[Dataset excerpts]
BEGIN
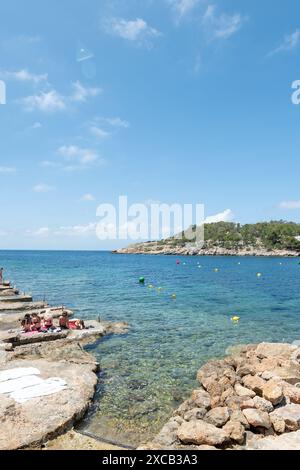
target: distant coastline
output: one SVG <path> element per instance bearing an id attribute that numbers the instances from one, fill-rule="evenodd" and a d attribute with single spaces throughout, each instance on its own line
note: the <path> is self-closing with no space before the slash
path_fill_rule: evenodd
<path id="1" fill-rule="evenodd" d="M 202 227 L 203 229 L 203 227 Z M 218 222 L 204 225 L 203 245 L 190 242 L 198 227 L 160 241 L 135 243 L 114 250 L 115 254 L 148 254 L 174 256 L 263 256 L 299 257 L 300 225 L 272 221 L 257 224 Z"/>
<path id="2" fill-rule="evenodd" d="M 228 250 L 226 248 L 216 249 L 171 249 L 167 247 L 159 247 L 154 244 L 143 243 L 141 245 L 130 245 L 127 248 L 112 251 L 113 254 L 119 255 L 164 255 L 164 256 L 252 256 L 252 257 L 278 257 L 278 258 L 297 258 L 300 253 L 291 250 Z"/>

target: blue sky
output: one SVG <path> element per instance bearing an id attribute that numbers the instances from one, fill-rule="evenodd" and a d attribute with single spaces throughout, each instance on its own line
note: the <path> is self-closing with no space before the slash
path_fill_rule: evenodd
<path id="1" fill-rule="evenodd" d="M 105 249 L 96 208 L 300 222 L 298 0 L 4 0 L 1 248 Z"/>

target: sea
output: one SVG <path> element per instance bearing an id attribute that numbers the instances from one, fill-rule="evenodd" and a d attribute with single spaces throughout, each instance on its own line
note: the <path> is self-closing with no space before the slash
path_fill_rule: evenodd
<path id="1" fill-rule="evenodd" d="M 83 319 L 129 324 L 127 334 L 86 348 L 101 372 L 80 424 L 129 446 L 159 432 L 209 359 L 233 345 L 300 340 L 299 261 L 0 251 L 6 279 L 34 300 L 70 307 Z"/>

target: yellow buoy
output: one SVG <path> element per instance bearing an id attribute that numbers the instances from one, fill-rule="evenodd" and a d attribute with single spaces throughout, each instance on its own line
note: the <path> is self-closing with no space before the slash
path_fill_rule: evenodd
<path id="1" fill-rule="evenodd" d="M 256 276 L 257 276 L 257 277 L 261 277 L 261 276 L 262 276 L 262 273 L 257 273 Z"/>
<path id="2" fill-rule="evenodd" d="M 172 299 L 176 299 L 177 296 L 176 296 L 176 294 L 172 294 L 171 297 L 172 297 Z"/>
<path id="3" fill-rule="evenodd" d="M 214 271 L 215 271 L 215 273 L 218 273 L 220 270 L 219 270 L 219 268 L 215 268 Z"/>
<path id="4" fill-rule="evenodd" d="M 157 291 L 158 291 L 158 292 L 161 292 L 162 290 L 163 290 L 162 287 L 158 287 L 158 288 L 157 288 Z"/>
<path id="5" fill-rule="evenodd" d="M 153 285 L 149 284 L 148 289 L 153 289 Z"/>
<path id="6" fill-rule="evenodd" d="M 233 322 L 239 322 L 239 321 L 240 321 L 240 317 L 232 317 L 232 318 L 231 318 L 231 321 L 233 321 Z"/>

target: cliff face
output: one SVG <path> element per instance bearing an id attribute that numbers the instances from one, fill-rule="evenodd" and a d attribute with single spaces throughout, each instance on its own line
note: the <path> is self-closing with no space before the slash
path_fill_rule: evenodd
<path id="1" fill-rule="evenodd" d="M 197 228 L 194 227 L 193 230 Z M 300 225 L 266 222 L 243 225 L 205 224 L 204 244 L 197 247 L 182 234 L 165 240 L 136 243 L 114 251 L 119 254 L 189 256 L 300 256 Z"/>

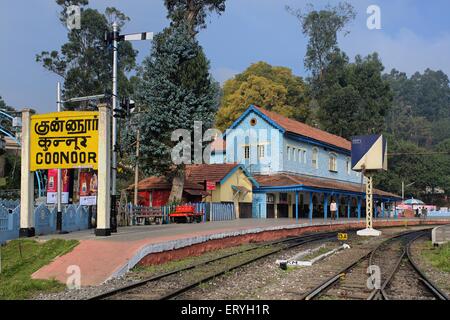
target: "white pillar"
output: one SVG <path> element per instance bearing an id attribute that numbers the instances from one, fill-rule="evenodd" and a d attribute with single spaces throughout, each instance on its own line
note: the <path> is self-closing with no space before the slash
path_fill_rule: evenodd
<path id="1" fill-rule="evenodd" d="M 110 236 L 111 215 L 111 110 L 98 106 L 98 198 L 96 236 Z"/>
<path id="2" fill-rule="evenodd" d="M 20 178 L 20 237 L 34 237 L 34 175 L 30 171 L 31 109 L 22 111 L 21 178 Z"/>
<path id="3" fill-rule="evenodd" d="M 279 193 L 274 193 L 273 196 L 273 214 L 275 219 L 278 219 L 278 198 L 280 197 Z"/>

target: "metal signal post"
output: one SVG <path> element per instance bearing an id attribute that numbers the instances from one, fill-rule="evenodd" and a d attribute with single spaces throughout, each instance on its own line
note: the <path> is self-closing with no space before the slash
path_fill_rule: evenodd
<path id="1" fill-rule="evenodd" d="M 112 161 L 111 161 L 111 198 L 112 205 L 116 205 L 116 193 L 117 193 L 117 62 L 118 62 L 118 44 L 119 41 L 139 41 L 139 40 L 153 40 L 153 32 L 141 32 L 128 35 L 119 35 L 119 25 L 114 22 L 112 25 L 112 33 L 107 33 L 105 40 L 109 43 L 112 42 L 113 46 L 113 75 L 112 75 Z M 112 208 L 112 231 L 117 230 L 116 217 L 114 216 L 115 208 Z"/>

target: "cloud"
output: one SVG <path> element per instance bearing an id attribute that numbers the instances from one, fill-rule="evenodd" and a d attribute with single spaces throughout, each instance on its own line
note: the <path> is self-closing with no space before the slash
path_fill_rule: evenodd
<path id="1" fill-rule="evenodd" d="M 219 67 L 212 69 L 211 73 L 216 81 L 219 81 L 220 84 L 223 84 L 225 81 L 238 74 L 239 71 L 227 67 Z"/>
<path id="2" fill-rule="evenodd" d="M 406 28 L 395 34 L 387 34 L 383 30 L 354 30 L 341 39 L 341 45 L 351 58 L 358 53 L 378 52 L 386 72 L 396 68 L 411 75 L 430 68 L 450 74 L 449 33 L 425 37 Z"/>

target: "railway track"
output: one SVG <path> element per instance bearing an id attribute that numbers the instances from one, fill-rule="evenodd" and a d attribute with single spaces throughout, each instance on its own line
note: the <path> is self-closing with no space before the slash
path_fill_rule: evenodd
<path id="1" fill-rule="evenodd" d="M 411 231 L 391 237 L 332 274 L 302 296 L 303 300 L 345 299 L 442 299 L 443 294 L 413 262 L 411 244 L 429 230 Z M 380 274 L 375 289 L 368 286 L 368 267 Z M 377 266 L 379 269 L 377 269 Z M 372 287 L 373 288 L 373 287 Z"/>
<path id="2" fill-rule="evenodd" d="M 91 297 L 89 300 L 174 299 L 202 283 L 262 258 L 307 243 L 334 240 L 336 235 L 337 232 L 334 231 L 263 243 L 205 262 L 152 276 L 137 283 Z"/>

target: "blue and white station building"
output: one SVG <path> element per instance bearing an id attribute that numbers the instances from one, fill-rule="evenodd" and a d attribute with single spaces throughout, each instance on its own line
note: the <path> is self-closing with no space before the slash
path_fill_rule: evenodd
<path id="1" fill-rule="evenodd" d="M 350 141 L 254 105 L 223 139 L 210 162 L 240 163 L 253 176 L 253 218 L 329 219 L 333 200 L 339 218 L 365 216 L 364 179 L 351 168 Z M 396 216 L 400 200 L 374 189 L 374 216 Z"/>

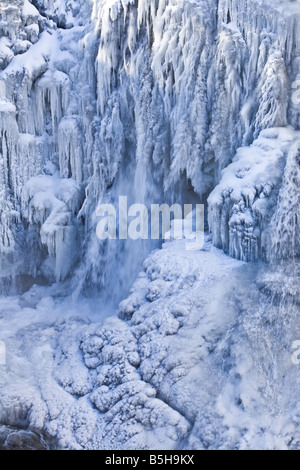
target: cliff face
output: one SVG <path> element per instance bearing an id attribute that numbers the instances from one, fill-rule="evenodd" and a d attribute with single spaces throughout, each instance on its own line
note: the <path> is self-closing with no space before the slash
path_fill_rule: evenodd
<path id="1" fill-rule="evenodd" d="M 96 248 L 98 202 L 189 202 L 187 188 L 203 202 L 239 147 L 298 129 L 299 28 L 297 2 L 2 2 L 3 281 L 61 280 L 85 256 L 82 288 L 99 287 L 98 258 L 113 255 Z M 224 181 L 209 200 L 214 243 L 232 256 L 265 257 L 283 153 L 260 188 L 246 183 L 251 201 Z"/>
END
__YOUR GOAL__. The entries should be reproduced word for word, pictures omitted.

__REPLY TO THE TASK__.
target: distant coastline
output: one SVG <path> element per instance bearing an id attribute that numbers the instances from one, fill-rule="evenodd" and a d attribute with single spaces throughout, each instance on its own line
note: the <path> is self-closing with no space before the slash
path_fill_rule: evenodd
<path id="1" fill-rule="evenodd" d="M 202 227 L 203 229 L 203 227 Z M 218 222 L 204 225 L 203 245 L 190 242 L 198 227 L 160 241 L 135 243 L 114 250 L 115 254 L 148 254 L 174 256 L 263 256 L 299 257 L 300 225 L 272 221 L 257 224 Z"/>
<path id="2" fill-rule="evenodd" d="M 228 250 L 226 248 L 216 249 L 171 249 L 167 247 L 159 247 L 154 244 L 143 243 L 141 245 L 130 245 L 127 248 L 112 251 L 113 254 L 119 255 L 164 255 L 164 256 L 252 256 L 252 257 L 278 257 L 278 258 L 297 258 L 300 253 L 291 250 Z"/>

target: blue sky
output: one SVG <path> element per instance bearing an id attribute that numbers the instances from one, fill-rule="evenodd" and a d attribute with single spaces throughout, each instance on its own line
note: the <path> is self-closing with no space before the slash
path_fill_rule: evenodd
<path id="1" fill-rule="evenodd" d="M 105 249 L 96 208 L 300 222 L 298 0 L 4 0 L 1 248 Z"/>

target: sea
output: one SVG <path> element per instance bearing an id attribute that numbers the instances from one, fill-rule="evenodd" and a d attribute with single spaces throughout, each instance on its own line
note: the <path> is self-closing with no space before the slash
path_fill_rule: evenodd
<path id="1" fill-rule="evenodd" d="M 83 319 L 129 324 L 127 334 L 86 348 L 101 372 L 80 424 L 129 446 L 159 432 L 209 359 L 233 345 L 300 340 L 299 261 L 0 251 L 6 279 L 34 300 L 70 307 Z"/>

target: yellow buoy
output: one SVG <path> element per instance bearing an id attribute that numbers the instances from one, fill-rule="evenodd" and a d attribute with single spaces throughout, each instance on its own line
note: the <path> is self-closing with no space before the slash
path_fill_rule: evenodd
<path id="1" fill-rule="evenodd" d="M 256 276 L 257 276 L 257 277 L 261 277 L 261 276 L 262 276 L 262 273 L 257 273 Z"/>
<path id="2" fill-rule="evenodd" d="M 172 299 L 176 299 L 177 296 L 176 296 L 176 294 L 172 294 L 171 297 L 172 297 Z"/>
<path id="3" fill-rule="evenodd" d="M 214 271 L 215 271 L 215 273 L 218 273 L 220 270 L 219 270 L 219 268 L 215 268 Z"/>
<path id="4" fill-rule="evenodd" d="M 157 291 L 158 291 L 158 292 L 161 292 L 162 290 L 163 290 L 162 287 L 158 287 L 158 288 L 157 288 Z"/>
<path id="5" fill-rule="evenodd" d="M 153 285 L 149 284 L 148 289 L 153 289 Z"/>
<path id="6" fill-rule="evenodd" d="M 233 322 L 239 322 L 239 321 L 240 321 L 240 317 L 232 317 L 232 318 L 231 318 L 231 321 L 233 321 Z"/>

target: cliff face
output: one SVG <path> element per instance bearing an id attribute that numbers the instances from one, fill-rule="evenodd" and a d attribute with single spaces throughout, each instance on its own line
note: the <path> is self-closing with no space before the slash
path_fill_rule: evenodd
<path id="1" fill-rule="evenodd" d="M 197 228 L 194 227 L 193 230 Z M 300 225 L 266 222 L 243 225 L 205 224 L 204 244 L 197 247 L 182 234 L 165 240 L 136 243 L 114 251 L 119 254 L 189 256 L 300 256 Z"/>

target: "white pillar"
output: one SVG <path> element per instance bearing an id attribute that numbers the instances from one, fill-rule="evenodd" and a d attribute with single spaces throughout, each instance on its own line
note: the <path> is self-closing with no space before the slash
path_fill_rule: evenodd
<path id="1" fill-rule="evenodd" d="M 110 236 L 111 215 L 111 110 L 98 106 L 98 198 L 96 236 Z"/>
<path id="2" fill-rule="evenodd" d="M 20 178 L 20 237 L 34 237 L 34 175 L 30 171 L 31 109 L 22 111 L 21 178 Z"/>
<path id="3" fill-rule="evenodd" d="M 279 193 L 274 193 L 273 196 L 273 214 L 275 219 L 278 219 L 278 198 L 280 197 Z"/>

target: "metal signal post"
output: one SVG <path> element per instance bearing an id attribute that numbers the instances from one, fill-rule="evenodd" and a d attribute with single spaces throughout, each instance on its own line
note: the <path> is self-closing with no space before the slash
path_fill_rule: evenodd
<path id="1" fill-rule="evenodd" d="M 112 161 L 111 161 L 111 198 L 112 205 L 116 205 L 116 193 L 117 193 L 117 62 L 118 62 L 118 44 L 119 41 L 139 41 L 139 40 L 153 40 L 153 32 L 141 32 L 128 35 L 119 35 L 119 25 L 114 22 L 112 25 L 112 33 L 107 33 L 105 40 L 109 43 L 112 42 L 113 46 L 113 75 L 112 75 Z M 112 208 L 112 231 L 117 230 L 116 217 L 114 216 L 115 208 Z"/>

target: "cloud"
output: one SVG <path> element per instance bearing an id attribute that numbers the instances from one, fill-rule="evenodd" and a d attribute with single spaces throughout, each instance on its own line
note: the <path> is self-closing with no space before the slash
path_fill_rule: evenodd
<path id="1" fill-rule="evenodd" d="M 219 67 L 212 69 L 211 73 L 216 81 L 219 81 L 220 84 L 223 84 L 225 81 L 238 74 L 239 71 L 227 67 Z"/>
<path id="2" fill-rule="evenodd" d="M 406 28 L 395 34 L 387 34 L 383 30 L 354 30 L 341 39 L 341 45 L 351 58 L 358 53 L 378 52 L 386 72 L 396 68 L 411 75 L 430 68 L 450 74 L 449 33 L 425 37 Z"/>

target: "railway track"
output: one SVG <path> element per instance bearing an id attribute that numbers the instances from one, fill-rule="evenodd" and a d attribute with single spaces throughout, each instance on its own line
note: the <path> is self-closing with no space before the slash
path_fill_rule: evenodd
<path id="1" fill-rule="evenodd" d="M 411 231 L 391 237 L 332 274 L 302 296 L 303 300 L 345 299 L 442 299 L 443 294 L 413 262 L 411 244 L 429 230 Z M 380 274 L 375 289 L 368 286 L 368 267 Z M 377 266 L 379 269 L 377 269 Z M 372 287 L 373 288 L 373 287 Z"/>
<path id="2" fill-rule="evenodd" d="M 91 297 L 89 300 L 174 299 L 202 283 L 262 258 L 307 243 L 334 240 L 336 235 L 337 232 L 334 231 L 263 243 L 205 262 L 152 276 L 137 283 Z"/>

target: "blue and white station building"
output: one SVG <path> element per instance bearing an id attribute that numbers the instances from one, fill-rule="evenodd" and a d attribute with single spaces throughout, each instance on its own line
note: the <path> is self-closing with no space before the slash
path_fill_rule: evenodd
<path id="1" fill-rule="evenodd" d="M 350 141 L 254 105 L 223 139 L 210 162 L 240 163 L 253 176 L 253 218 L 329 219 L 333 200 L 339 218 L 365 216 L 364 179 L 351 168 Z M 396 216 L 400 200 L 374 189 L 374 216 Z"/>

target: cliff face
output: one SVG <path> element per instance bearing an id attribute that numbers the instances from one, fill-rule="evenodd" and a d attribute with single spaces throughout, each instance on its own line
note: the <path> is self-closing with no space before the slash
path_fill_rule: evenodd
<path id="1" fill-rule="evenodd" d="M 96 248 L 98 202 L 189 202 L 187 188 L 203 202 L 239 147 L 298 129 L 299 28 L 297 2 L 2 2 L 3 281 L 61 280 L 85 256 L 82 288 L 99 287 L 98 258 L 113 255 Z M 224 181 L 209 200 L 214 243 L 232 256 L 265 257 L 283 153 L 260 188 L 246 183 L 251 201 Z"/>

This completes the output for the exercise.